■ TASK BRIEF ■
Entries follow. Return each line that contains the word "drop".

■ DATASET RECORDS ■

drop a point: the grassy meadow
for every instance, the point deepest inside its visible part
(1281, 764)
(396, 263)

--

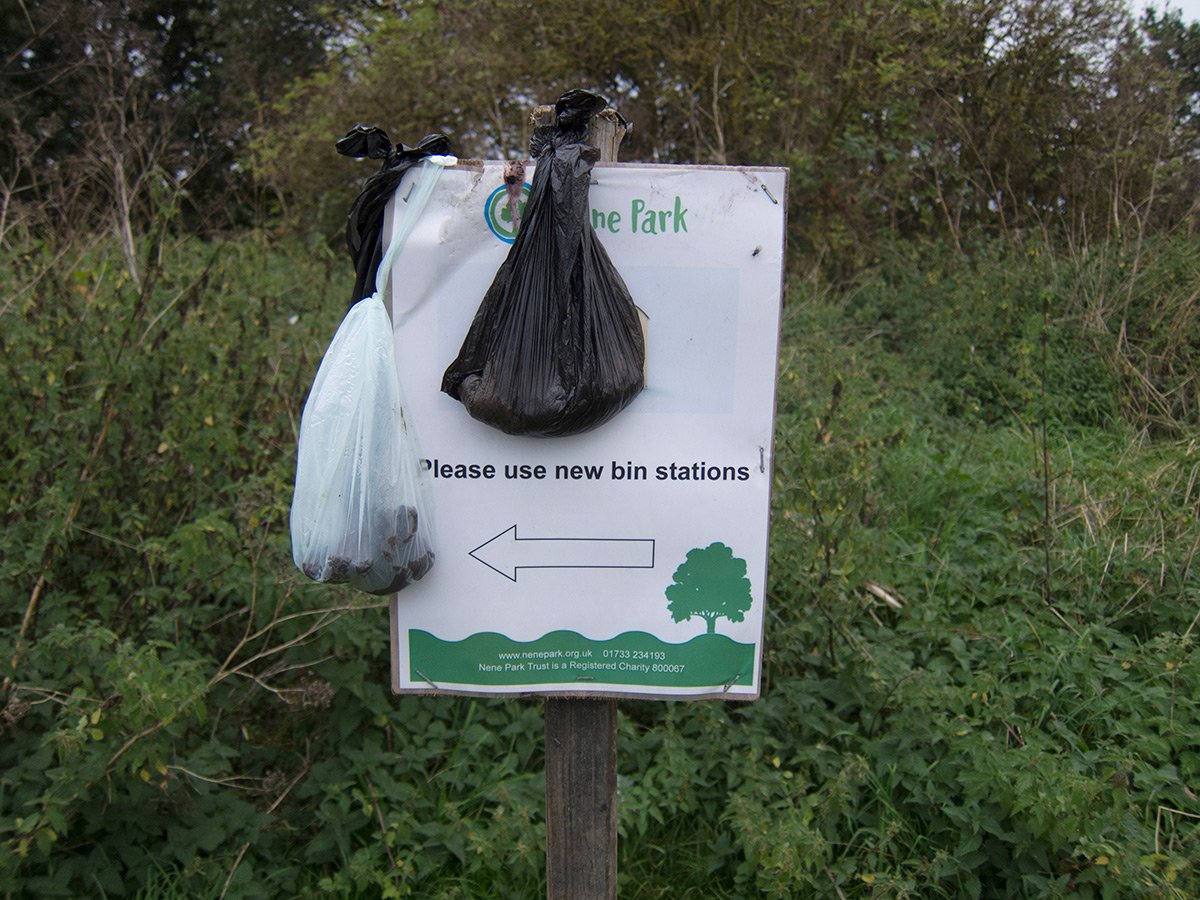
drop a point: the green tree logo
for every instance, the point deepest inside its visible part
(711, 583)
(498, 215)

■ FINISHED EXERCISE ■
drop a point: the grassy meadow
drop a point: the green tree logo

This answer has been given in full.